SOURCE DATA ::
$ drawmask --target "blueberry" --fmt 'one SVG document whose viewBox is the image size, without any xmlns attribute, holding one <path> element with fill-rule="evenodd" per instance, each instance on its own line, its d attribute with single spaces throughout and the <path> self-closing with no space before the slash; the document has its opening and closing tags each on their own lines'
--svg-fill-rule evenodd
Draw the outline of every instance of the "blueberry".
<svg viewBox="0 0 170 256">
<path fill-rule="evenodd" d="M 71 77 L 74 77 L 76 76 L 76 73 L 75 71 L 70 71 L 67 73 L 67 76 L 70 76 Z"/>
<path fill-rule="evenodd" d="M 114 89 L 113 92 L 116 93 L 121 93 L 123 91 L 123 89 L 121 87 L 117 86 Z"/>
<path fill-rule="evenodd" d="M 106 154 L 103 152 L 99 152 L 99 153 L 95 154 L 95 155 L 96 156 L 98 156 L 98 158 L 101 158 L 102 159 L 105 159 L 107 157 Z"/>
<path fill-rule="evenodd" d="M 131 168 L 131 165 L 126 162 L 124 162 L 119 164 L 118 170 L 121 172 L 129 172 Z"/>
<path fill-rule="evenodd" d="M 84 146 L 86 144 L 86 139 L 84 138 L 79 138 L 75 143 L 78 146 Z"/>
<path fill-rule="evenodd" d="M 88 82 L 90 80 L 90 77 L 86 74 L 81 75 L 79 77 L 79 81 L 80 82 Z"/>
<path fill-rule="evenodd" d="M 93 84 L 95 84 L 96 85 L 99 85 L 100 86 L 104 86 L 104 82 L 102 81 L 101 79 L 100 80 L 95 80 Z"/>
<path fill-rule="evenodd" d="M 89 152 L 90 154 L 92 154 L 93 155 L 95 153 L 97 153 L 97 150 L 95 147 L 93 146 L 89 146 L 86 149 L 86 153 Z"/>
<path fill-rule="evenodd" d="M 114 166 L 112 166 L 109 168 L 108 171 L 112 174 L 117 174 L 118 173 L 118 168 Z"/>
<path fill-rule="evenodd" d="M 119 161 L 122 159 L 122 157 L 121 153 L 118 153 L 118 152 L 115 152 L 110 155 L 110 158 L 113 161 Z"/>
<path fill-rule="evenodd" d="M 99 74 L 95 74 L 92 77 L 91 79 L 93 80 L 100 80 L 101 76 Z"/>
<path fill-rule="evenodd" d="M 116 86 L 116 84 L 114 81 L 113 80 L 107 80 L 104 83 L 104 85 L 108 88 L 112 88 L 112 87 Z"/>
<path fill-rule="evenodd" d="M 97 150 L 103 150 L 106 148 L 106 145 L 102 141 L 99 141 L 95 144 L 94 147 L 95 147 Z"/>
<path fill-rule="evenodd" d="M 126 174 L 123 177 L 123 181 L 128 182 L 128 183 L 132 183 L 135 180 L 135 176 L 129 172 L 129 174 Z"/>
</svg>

EXERCISE REQUIREMENTS :: Copy every line of the records above verbatim, with nothing added, removed, or changed.

SOLUTION TO THE PROBLEM ::
$ drawmask --target "blueberry" --fmt 'one SVG document whose viewBox is the image size, without any xmlns attribute, holding one <path> element with fill-rule="evenodd" per instance, each instance on its own line, its d attribute with single spaces throughout and the <path> self-closing with no space before the slash; the document has its opening and closing tags each on their own lines'
--svg-fill-rule evenodd
Draw the outline of every instance of the "blueberry".
<svg viewBox="0 0 170 256">
<path fill-rule="evenodd" d="M 71 77 L 74 77 L 76 76 L 76 73 L 75 71 L 70 71 L 67 73 L 67 76 L 70 76 Z"/>
<path fill-rule="evenodd" d="M 114 89 L 113 92 L 116 93 L 121 93 L 123 91 L 123 89 L 121 87 L 117 86 Z"/>
<path fill-rule="evenodd" d="M 106 154 L 103 152 L 99 152 L 99 153 L 95 154 L 95 155 L 96 156 L 98 156 L 98 158 L 101 158 L 102 159 L 105 159 L 107 157 Z"/>
<path fill-rule="evenodd" d="M 131 168 L 131 165 L 126 162 L 124 162 L 119 164 L 118 170 L 121 172 L 129 172 Z"/>
<path fill-rule="evenodd" d="M 84 146 L 86 144 L 86 139 L 84 138 L 79 138 L 75 143 L 78 146 Z"/>
<path fill-rule="evenodd" d="M 88 82 L 90 80 L 90 77 L 86 74 L 81 75 L 79 77 L 79 81 L 80 82 Z"/>
<path fill-rule="evenodd" d="M 93 84 L 95 84 L 96 85 L 99 85 L 100 86 L 104 86 L 104 82 L 102 81 L 101 79 L 100 80 L 95 80 Z"/>
<path fill-rule="evenodd" d="M 89 152 L 90 154 L 92 154 L 93 155 L 95 153 L 97 153 L 97 150 L 95 147 L 93 146 L 89 146 L 86 149 L 86 153 Z"/>
<path fill-rule="evenodd" d="M 114 166 L 112 166 L 109 168 L 108 171 L 112 174 L 117 174 L 118 173 L 118 168 Z"/>
<path fill-rule="evenodd" d="M 119 161 L 122 159 L 122 157 L 121 153 L 118 153 L 118 152 L 115 152 L 110 155 L 110 158 L 113 161 Z"/>
<path fill-rule="evenodd" d="M 99 74 L 95 74 L 92 77 L 91 79 L 93 80 L 100 80 L 101 76 Z"/>
<path fill-rule="evenodd" d="M 116 86 L 116 84 L 114 81 L 113 80 L 107 80 L 104 83 L 104 85 L 108 88 L 112 88 L 112 87 Z"/>
<path fill-rule="evenodd" d="M 97 150 L 103 150 L 106 148 L 106 145 L 102 141 L 99 141 L 95 144 L 94 147 L 95 147 Z"/>
<path fill-rule="evenodd" d="M 126 174 L 123 177 L 123 181 L 128 182 L 128 183 L 132 183 L 135 180 L 135 176 L 129 172 L 129 174 Z"/>
</svg>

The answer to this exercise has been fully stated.